Prompt:
Could you restate the data word for word?

Excerpts from a dataset
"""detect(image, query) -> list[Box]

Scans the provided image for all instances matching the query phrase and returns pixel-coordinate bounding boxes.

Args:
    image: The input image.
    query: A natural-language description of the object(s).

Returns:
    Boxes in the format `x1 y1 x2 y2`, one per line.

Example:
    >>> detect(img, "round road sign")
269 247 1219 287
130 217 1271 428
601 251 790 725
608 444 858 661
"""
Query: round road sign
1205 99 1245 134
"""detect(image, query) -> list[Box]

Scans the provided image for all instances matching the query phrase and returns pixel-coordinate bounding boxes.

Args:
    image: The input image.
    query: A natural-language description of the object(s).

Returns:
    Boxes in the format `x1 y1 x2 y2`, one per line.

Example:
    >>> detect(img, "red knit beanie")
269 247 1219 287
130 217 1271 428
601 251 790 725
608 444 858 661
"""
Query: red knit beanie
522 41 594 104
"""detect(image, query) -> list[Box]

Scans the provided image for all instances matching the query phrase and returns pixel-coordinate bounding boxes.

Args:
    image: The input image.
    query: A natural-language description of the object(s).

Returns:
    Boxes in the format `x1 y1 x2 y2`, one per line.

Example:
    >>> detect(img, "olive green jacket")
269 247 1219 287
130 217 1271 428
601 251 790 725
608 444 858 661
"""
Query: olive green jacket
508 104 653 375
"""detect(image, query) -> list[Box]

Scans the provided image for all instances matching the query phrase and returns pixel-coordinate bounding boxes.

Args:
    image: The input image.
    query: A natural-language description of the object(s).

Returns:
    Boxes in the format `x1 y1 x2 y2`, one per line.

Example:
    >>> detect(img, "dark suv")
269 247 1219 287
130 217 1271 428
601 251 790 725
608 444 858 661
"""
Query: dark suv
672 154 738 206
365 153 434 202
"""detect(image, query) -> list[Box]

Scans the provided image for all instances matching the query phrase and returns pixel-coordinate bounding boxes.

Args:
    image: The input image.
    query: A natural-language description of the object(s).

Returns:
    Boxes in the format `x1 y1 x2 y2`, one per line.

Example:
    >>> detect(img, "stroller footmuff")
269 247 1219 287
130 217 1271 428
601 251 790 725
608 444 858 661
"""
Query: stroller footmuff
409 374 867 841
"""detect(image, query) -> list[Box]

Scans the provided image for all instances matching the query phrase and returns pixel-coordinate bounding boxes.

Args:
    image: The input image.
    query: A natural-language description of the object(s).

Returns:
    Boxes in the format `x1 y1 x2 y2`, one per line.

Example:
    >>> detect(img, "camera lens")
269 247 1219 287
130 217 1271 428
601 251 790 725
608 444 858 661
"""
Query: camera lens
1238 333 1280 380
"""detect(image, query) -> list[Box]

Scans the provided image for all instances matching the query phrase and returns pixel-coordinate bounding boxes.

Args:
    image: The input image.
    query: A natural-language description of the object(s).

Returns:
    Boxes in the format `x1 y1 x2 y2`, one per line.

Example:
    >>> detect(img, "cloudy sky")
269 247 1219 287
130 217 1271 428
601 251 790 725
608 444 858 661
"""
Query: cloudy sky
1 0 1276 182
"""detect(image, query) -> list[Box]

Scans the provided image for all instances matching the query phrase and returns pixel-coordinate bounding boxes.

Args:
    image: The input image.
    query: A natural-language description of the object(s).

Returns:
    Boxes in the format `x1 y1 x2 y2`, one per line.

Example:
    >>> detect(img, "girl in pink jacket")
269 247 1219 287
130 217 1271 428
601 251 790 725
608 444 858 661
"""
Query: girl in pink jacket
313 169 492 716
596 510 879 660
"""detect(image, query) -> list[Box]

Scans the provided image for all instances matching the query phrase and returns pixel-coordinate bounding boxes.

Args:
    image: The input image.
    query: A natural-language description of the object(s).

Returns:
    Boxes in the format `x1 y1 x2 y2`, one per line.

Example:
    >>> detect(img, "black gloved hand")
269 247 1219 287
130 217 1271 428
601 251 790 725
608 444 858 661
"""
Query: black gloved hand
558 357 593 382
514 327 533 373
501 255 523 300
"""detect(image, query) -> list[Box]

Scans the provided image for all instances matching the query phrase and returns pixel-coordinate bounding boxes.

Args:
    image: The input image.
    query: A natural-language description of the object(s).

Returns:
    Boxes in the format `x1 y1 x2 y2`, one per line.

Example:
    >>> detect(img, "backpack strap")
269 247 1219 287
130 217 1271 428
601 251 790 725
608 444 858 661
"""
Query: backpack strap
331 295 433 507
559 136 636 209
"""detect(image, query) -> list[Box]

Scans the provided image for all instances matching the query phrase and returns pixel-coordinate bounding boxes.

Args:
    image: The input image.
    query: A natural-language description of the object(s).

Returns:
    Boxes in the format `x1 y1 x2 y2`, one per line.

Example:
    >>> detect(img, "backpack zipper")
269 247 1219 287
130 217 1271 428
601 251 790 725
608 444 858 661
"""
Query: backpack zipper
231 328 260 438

Answer to this task:
"""detect(image, query) -> list[Box]

Scans the provided image for all instances matching the query phrase and returns pixel-coordinate bounding boxes.

Args:
    image: The input image.
    query: A natural-language description of the object(s).

Returns:
    Boxes in the format `x1 y1 x2 y2`, one per line.

Example:
    >>> detect(img, "round road sign")
269 247 1219 287
130 217 1271 428
601 251 790 725
608 444 858 661
"""
Query: round road sign
1205 99 1245 134
"""detect(image, query) -> list[Box]

Scans the provided image for all instances matching the query phrase and returns pixel-coordinate bounding boxes.

Args:
    image: The input image.
    query: A natural-language description of the object(s).

Returns:
    Boxes in the format `x1 y1 x2 y2`, one per line.

Example:
    >>> detect(img, "red knit beanie")
269 247 1219 287
130 217 1271 428
601 251 790 725
608 444 858 661
"""
Query: red knit beanie
522 41 594 104
"""detect(image, query) -> list[Box]

Scans the provided image for all instances matching the query phrase and returns pixel-coordinate bounding boxes.

Args:
    image: The input image.
    query: A natural-language description of the object(s).

Returns:
    Boxes in the format `x1 y1 x2 y2`, one per line.

Example:
    >>> detect(img, "olive green jacket")
269 247 1219 287
130 217 1271 428
601 251 790 725
608 444 858 661
"""
Query: olive green jacket
508 104 653 375
"""detect(image, query) -> list[Box]

Scans the provided image for all instances matching the query phrase and returns pixel-coordinate bounding boxes.

Args:
    image: The input image.
    query: A natural-language description of the object(s).

Returns:
    Boxes in the format `x1 y1 x2 y2`, one per line.

Example:
    >>> detect(img, "dark suv")
269 247 1219 287
130 217 1271 428
601 251 790 725
608 444 858 661
"""
Query: dark suv
672 154 738 206
365 153 434 202
"""detect(image, query) -> list[Box]

Scans the provided image for all instances matching the query phrase and returns pixel-coordinate bounding boxes.

Args:
    image: The input image.
    query: A natural-language description of the object(s).

Returns:
    Boxes in the format `x1 y1 x2 y2`, one per line.

Example:
    >>> detect(img, "stroller footmuff")
269 247 1219 287
130 217 1271 428
601 251 790 725
608 444 858 661
"""
Query: stroller footmuff
409 374 867 841
"""detect(image, query) -> list[Box]

Scans the provided image for all instances matching the query phrase and returns pixel-coordinate bounding boxes.

Args:
    image: The input image.
    query: A natural-language description of the object(s).

Returns:
    Boxes in the format `x1 y1 x2 y2`, one per line.

Example:
    >>> detect(img, "camera lens")
269 247 1219 287
130 217 1271 428
601 251 790 725
608 444 858 661
"""
Query: camera lens
1238 333 1280 380
"""detect(image, query) -> list[Box]

Scans the provided image for all instances matching the query phrase and returns pixel-coordinate bounding boxes.

Args:
    image: The input image.
    query: A natural-language description of the object(s).

Returns:
    Boxes in the format `x1 y1 x2 y2`, one per line.

Example:
    >>> detect(img, "cloudy sky")
269 247 1219 287
130 217 1271 428
601 251 790 725
608 444 858 661
"""
Query: cloudy sky
1 0 1276 182
"""detect(image, query) -> list[Box]

Scans the provided image for all instances matching the query phrase and returns pixel-coordinate bounding boxes.

Args:
    image: The input image.
    query: A natural-language description of the object(s).

Returns:
    Boxes in the format `x1 y1 x2 y2`, one per line.

Example:
    >>> detect(img, "girl in pink jacket")
269 247 1219 287
130 217 1271 428
601 251 790 725
608 444 858 661
"""
Query: girl in pink jacket
313 169 492 716
596 510 879 660
"""detect(image, query) -> list[Box]

Scans the provided image for all instances matching the query phrase and returns pixel-coordinate bounding boxes.

Args:
    image: The input image.
    query: A natural-language description of the object(s).

Returns:
    Boxes in the format `x1 y1 x2 y2`, one per line.

Example:
    >>> detect(img, "black gloved hand")
269 247 1219 287
130 217 1271 428
601 251 790 725
608 444 858 661
"""
Query: black gloved hand
558 357 593 382
514 327 533 373
501 255 523 300
"""detect(image, query) -> list[Box]

Scans the provided image for all instances matching the query phrase and returns pixel-coordinate bounding boxes.

Args:
    image: The input image.
    query: A natural-language description of the object(s).

Returns:
    Boxes in the format `x1 y1 x2 y2`, one per line.

Example:
    >>> detect(img, "backpack strap")
269 247 1219 287
130 217 1271 428
601 251 790 725
608 444 858 661
"""
Query: backpack strap
331 295 433 507
559 136 636 209
"""detect(image, query) -> list[Box]

Scans the provided image for all instances matching the query phrase and returns pixel-coordinate bounding boxes.

Args:
    image: The input image.
    query: A natural-language description of the object(s).

Returns:
    Boxes in the format `x1 y1 x2 y2`, one per line.

Example:
    >>> detect(img, "backpack zipper")
269 247 1219 287
130 217 1271 428
601 251 790 725
608 444 858 661
"""
Query: backpack zipper
231 328 260 438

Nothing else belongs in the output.